TASK BRIEF: Write out everything from the line reading "Target: stone pedestal" down to the end of the listing, switching "segmenter" to "annotator" and changing nothing else. Leave the pictures out of your answer.

# start of DATASET EXTRACT

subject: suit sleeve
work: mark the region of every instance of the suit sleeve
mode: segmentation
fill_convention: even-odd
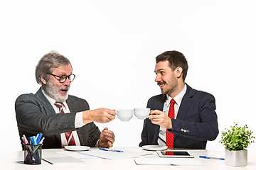
[[[55,114],[43,106],[32,94],[17,98],[15,110],[20,132],[50,136],[75,130],[75,114]]]
[[[188,108],[190,114],[183,120],[172,119],[173,128],[169,131],[193,140],[214,140],[218,128],[213,96],[205,93],[193,100]]]

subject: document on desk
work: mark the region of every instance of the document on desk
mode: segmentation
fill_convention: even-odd
[[[134,158],[139,156],[151,154],[151,153],[144,152],[135,152],[126,151],[124,152],[117,152],[102,151],[102,150],[87,151],[79,153],[82,154],[93,156],[95,157],[110,159]]]
[[[137,165],[203,165],[192,158],[136,158],[134,162]]]
[[[85,162],[71,157],[44,157],[43,160],[51,164],[85,164]]]
[[[82,152],[70,152],[70,151],[62,151],[56,152],[57,154],[64,154],[69,157],[73,157],[77,159],[95,159],[95,157],[90,156],[87,154],[81,154]]]

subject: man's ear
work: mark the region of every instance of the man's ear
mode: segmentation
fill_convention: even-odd
[[[43,84],[46,84],[47,81],[46,81],[46,77],[45,75],[41,75],[40,79]]]
[[[183,72],[183,69],[181,67],[178,67],[175,69],[175,74],[176,74],[177,78],[181,78],[182,72]]]

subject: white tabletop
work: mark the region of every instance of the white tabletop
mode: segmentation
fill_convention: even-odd
[[[97,149],[96,148],[91,148],[90,149]],[[142,152],[141,147],[127,147],[126,150]],[[56,152],[64,151],[65,149],[43,149],[42,157],[67,157],[63,154],[57,154]],[[190,153],[194,156],[194,158],[183,158],[184,161],[186,159],[199,159],[203,166],[174,166],[174,165],[137,165],[134,162],[134,158],[127,159],[106,159],[101,158],[95,159],[83,159],[85,164],[50,164],[42,160],[42,164],[40,165],[27,165],[23,164],[23,152],[16,152],[12,153],[2,154],[0,156],[0,162],[1,167],[6,167],[8,169],[111,169],[111,170],[156,170],[156,169],[256,169],[256,157],[248,155],[248,164],[246,166],[233,167],[225,165],[225,161],[218,159],[207,159],[199,158],[199,155],[206,155],[209,157],[224,157],[223,152],[209,151],[209,150],[188,150]],[[148,151],[152,154],[141,156],[139,158],[159,158],[159,157],[155,151]]]

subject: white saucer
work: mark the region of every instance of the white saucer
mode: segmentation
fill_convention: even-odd
[[[142,149],[149,151],[158,151],[158,150],[165,150],[167,149],[167,146],[164,145],[144,145],[142,146]]]
[[[86,151],[89,150],[90,147],[86,146],[65,146],[65,149],[70,151]]]

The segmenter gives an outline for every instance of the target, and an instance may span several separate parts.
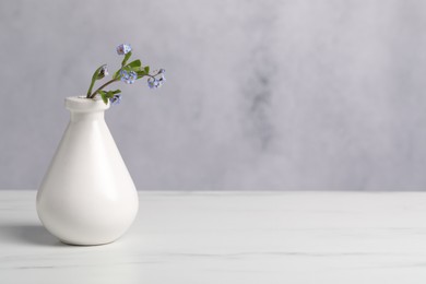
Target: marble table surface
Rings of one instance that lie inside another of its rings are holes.
[[[0,191],[0,283],[426,283],[426,192],[140,192],[132,228],[61,244]]]

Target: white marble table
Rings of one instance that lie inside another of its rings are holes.
[[[59,242],[0,191],[0,283],[426,283],[426,192],[141,192],[133,227]]]

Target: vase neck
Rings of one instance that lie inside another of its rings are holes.
[[[104,120],[105,111],[98,110],[98,111],[74,111],[71,110],[71,121],[82,121],[82,120]]]
[[[86,97],[67,97],[66,107],[71,113],[71,121],[104,120],[105,110],[109,108],[102,99]]]

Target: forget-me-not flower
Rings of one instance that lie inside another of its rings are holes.
[[[122,45],[117,46],[117,54],[120,56],[127,55],[130,51],[132,51],[132,48],[130,45],[122,44]]]
[[[111,105],[118,105],[121,102],[121,94],[115,94],[114,97],[109,98]]]
[[[121,81],[125,82],[126,84],[133,84],[134,81],[138,79],[138,74],[134,71],[127,71],[127,70],[121,70],[120,71],[121,75]]]

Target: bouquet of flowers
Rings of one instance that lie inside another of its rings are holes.
[[[107,64],[100,66],[96,69],[95,73],[92,76],[92,82],[87,91],[87,98],[95,98],[96,96],[100,96],[105,104],[108,104],[108,100],[114,104],[119,104],[121,100],[121,91],[113,90],[105,91],[104,88],[115,82],[125,82],[126,84],[133,84],[137,80],[142,78],[147,78],[147,85],[150,88],[161,87],[166,81],[164,73],[164,69],[159,69],[150,73],[150,67],[142,66],[141,60],[137,59],[128,63],[130,57],[132,56],[132,48],[130,45],[122,44],[117,47],[117,54],[120,56],[125,56],[121,61],[121,68],[117,70],[111,80],[107,81],[105,84],[100,85],[96,91],[93,91],[95,82],[97,80],[102,80],[108,75],[108,67]]]

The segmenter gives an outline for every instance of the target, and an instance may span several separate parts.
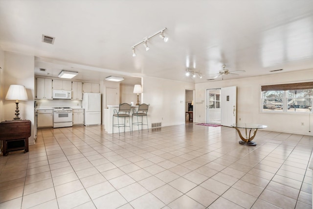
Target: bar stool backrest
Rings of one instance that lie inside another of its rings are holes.
[[[141,112],[143,113],[147,114],[148,109],[149,105],[147,104],[141,104],[139,105],[139,107],[138,107],[138,112]]]
[[[131,107],[132,107],[132,106],[129,104],[127,104],[127,103],[120,104],[119,108],[118,109],[118,112],[125,112],[125,113],[126,114],[128,113],[129,114],[131,112]]]

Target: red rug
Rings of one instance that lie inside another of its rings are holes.
[[[211,126],[211,127],[219,127],[221,126],[221,125],[214,124],[212,123],[198,123],[196,125],[204,125],[205,126]]]

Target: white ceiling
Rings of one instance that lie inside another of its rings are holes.
[[[154,37],[150,50],[140,45],[132,57],[132,46],[165,27],[167,43]],[[55,37],[54,45],[42,42],[43,34]],[[312,69],[313,0],[0,0],[0,46],[34,55],[36,74],[64,69],[97,81],[199,83],[224,64],[246,70],[224,80]],[[203,77],[186,77],[186,68]]]

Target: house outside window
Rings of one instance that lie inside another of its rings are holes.
[[[261,86],[262,112],[312,112],[313,82]]]

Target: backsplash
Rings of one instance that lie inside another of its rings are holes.
[[[37,107],[82,107],[82,101],[70,99],[35,99]]]

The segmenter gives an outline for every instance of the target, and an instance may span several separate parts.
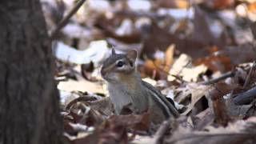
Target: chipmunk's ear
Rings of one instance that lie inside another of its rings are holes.
[[[114,54],[116,54],[115,50],[114,48],[112,48],[112,55],[114,55]]]
[[[134,50],[129,50],[126,54],[126,57],[130,61],[134,62],[137,58],[137,51]]]

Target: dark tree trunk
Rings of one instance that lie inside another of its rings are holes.
[[[0,2],[0,144],[60,143],[53,57],[39,0]]]

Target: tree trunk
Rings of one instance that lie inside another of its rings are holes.
[[[62,118],[39,0],[0,2],[0,144],[60,143]]]

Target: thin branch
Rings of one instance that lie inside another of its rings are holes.
[[[247,85],[248,85],[248,83],[249,83],[250,78],[250,76],[251,76],[251,73],[252,73],[254,66],[255,66],[255,61],[254,61],[253,65],[251,66],[251,67],[250,67],[250,71],[249,71],[248,75],[247,75],[247,77],[246,77],[246,82],[245,82],[245,83],[243,84],[242,88],[246,88],[246,87],[247,86]]]
[[[70,18],[78,10],[78,9],[82,6],[82,5],[86,2],[86,0],[80,0],[76,3],[74,7],[70,11],[70,13],[60,22],[60,23],[57,26],[57,28],[53,30],[50,36],[50,39],[52,41],[56,38],[57,34],[59,31],[67,24]]]

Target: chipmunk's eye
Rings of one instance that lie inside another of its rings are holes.
[[[123,62],[122,62],[122,61],[118,62],[118,63],[117,63],[118,67],[122,67],[122,66],[123,66]]]

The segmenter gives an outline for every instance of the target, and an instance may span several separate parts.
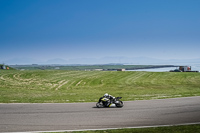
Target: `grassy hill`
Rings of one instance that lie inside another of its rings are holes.
[[[200,96],[200,73],[134,71],[1,71],[0,103],[96,102]]]

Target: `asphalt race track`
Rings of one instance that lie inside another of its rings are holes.
[[[200,96],[124,103],[123,108],[96,108],[96,103],[0,104],[0,132],[123,128],[200,122]]]

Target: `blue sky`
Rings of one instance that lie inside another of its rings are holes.
[[[0,62],[200,58],[200,0],[0,0]]]

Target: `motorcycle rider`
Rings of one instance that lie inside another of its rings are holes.
[[[111,101],[114,101],[114,100],[115,100],[115,97],[114,97],[114,96],[109,95],[108,93],[106,93],[106,94],[104,94],[103,97],[101,97],[101,98],[99,99],[99,102],[98,102],[98,103],[101,102],[101,99],[102,99],[102,98],[107,98],[107,99],[109,99],[108,101],[103,102],[103,104],[104,104],[105,106],[107,106],[107,107],[111,104]]]

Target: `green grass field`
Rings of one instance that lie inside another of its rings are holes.
[[[200,73],[1,70],[0,103],[96,102],[200,96]]]

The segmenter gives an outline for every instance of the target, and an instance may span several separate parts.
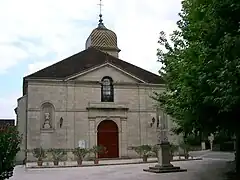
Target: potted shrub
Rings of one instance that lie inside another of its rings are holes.
[[[37,158],[37,165],[42,166],[43,164],[43,159],[47,157],[46,151],[40,147],[40,148],[34,148],[32,150],[33,156]]]
[[[84,157],[89,153],[89,149],[77,147],[72,150],[72,153],[75,155],[77,159],[78,166],[80,166],[82,165]]]
[[[133,148],[136,153],[142,157],[143,162],[147,162],[147,159],[152,155],[152,147],[150,145],[141,145]]]
[[[90,149],[90,152],[94,154],[94,164],[98,164],[99,163],[98,154],[106,153],[106,148],[104,146],[95,145]]]
[[[50,149],[49,152],[52,155],[53,165],[58,166],[59,161],[63,159],[66,152],[63,149]]]

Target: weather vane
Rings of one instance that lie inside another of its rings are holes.
[[[99,7],[100,7],[100,14],[102,14],[102,6],[103,6],[102,0],[100,0],[100,3],[99,3],[98,5],[99,5]]]

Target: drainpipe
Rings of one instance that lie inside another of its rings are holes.
[[[140,105],[140,85],[138,84],[138,124],[139,124],[139,141],[140,141],[140,145],[142,145],[142,126],[141,126],[141,114],[140,114],[140,110],[141,110],[141,105]]]
[[[28,86],[27,86],[27,94],[26,94],[26,125],[25,125],[25,159],[24,163],[27,165],[27,143],[28,143]]]

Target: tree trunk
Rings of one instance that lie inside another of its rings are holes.
[[[240,177],[240,133],[236,134],[236,173]]]

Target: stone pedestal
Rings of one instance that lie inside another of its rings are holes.
[[[202,150],[206,150],[206,143],[204,141],[201,143],[201,147],[202,147]]]
[[[169,142],[161,143],[158,151],[158,164],[149,167],[149,169],[143,169],[146,172],[152,173],[170,173],[170,172],[184,172],[186,169],[181,169],[180,167],[173,166],[170,155],[170,144]]]

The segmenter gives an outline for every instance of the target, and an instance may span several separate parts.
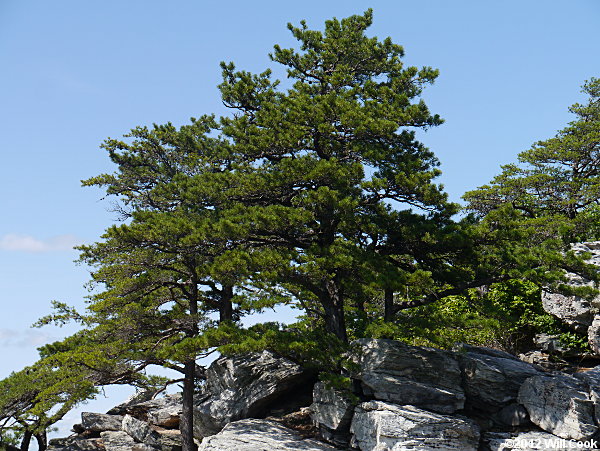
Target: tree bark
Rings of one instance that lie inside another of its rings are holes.
[[[339,338],[342,343],[348,343],[346,320],[344,319],[344,298],[337,284],[329,280],[325,283],[325,293],[321,298],[325,311],[325,330]]]
[[[392,322],[394,320],[394,290],[386,288],[383,295],[383,320]]]
[[[35,439],[38,442],[38,451],[46,451],[48,448],[48,436],[46,431],[35,434]]]
[[[29,444],[31,443],[31,437],[33,437],[32,432],[25,431],[23,433],[23,438],[21,439],[21,451],[29,450]]]
[[[190,299],[190,317],[193,320],[191,327],[186,332],[190,338],[197,337],[198,330],[198,284],[193,283],[193,296]],[[181,449],[182,451],[196,451],[194,443],[194,389],[196,382],[196,356],[188,357],[184,363],[183,369],[183,393],[182,409],[179,423],[181,431]]]
[[[219,322],[233,320],[233,286],[224,285],[221,289],[221,303],[219,305]]]
[[[179,430],[181,431],[182,451],[196,451],[194,443],[194,378],[196,373],[196,361],[188,360],[185,363],[183,379],[183,408]]]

# end of DATASET EXTRACT

THE SOLUTION:
Target: stone pedestal
Rings of one instance that lie inside another of its rings are holes.
[[[202,150],[206,150],[206,143],[204,141],[201,143],[201,147],[202,147]]]
[[[169,142],[161,143],[158,151],[158,164],[149,167],[149,169],[143,169],[146,172],[152,173],[170,173],[170,172],[184,172],[186,169],[181,169],[180,167],[173,166],[170,155],[170,144]]]

The annotator gives an outline for every instance of the target, and an instance may span several separate parts.
Target: tree bark
Rings of one instance that lie inside another of its rings are holes.
[[[339,338],[342,343],[348,343],[346,320],[344,319],[344,298],[337,284],[329,280],[325,283],[325,293],[321,298],[325,311],[325,330]]]
[[[392,322],[394,320],[394,290],[386,288],[383,295],[383,320]]]
[[[35,439],[38,442],[38,451],[46,451],[48,448],[48,436],[46,431],[35,434]]]
[[[29,444],[31,443],[31,437],[33,437],[32,432],[25,431],[23,433],[23,438],[21,439],[21,451],[29,450]]]
[[[190,299],[190,317],[193,320],[191,327],[186,332],[190,338],[197,337],[198,330],[198,284],[193,283],[193,296]],[[181,449],[182,451],[196,451],[194,443],[194,389],[196,382],[196,356],[188,357],[184,363],[183,369],[183,393],[182,409],[179,423],[181,431]]]
[[[219,322],[233,320],[233,286],[224,285],[221,289],[221,303],[219,305]]]
[[[179,430],[181,431],[182,451],[196,451],[194,443],[194,378],[196,373],[196,361],[188,360],[185,363],[183,379],[183,408]]]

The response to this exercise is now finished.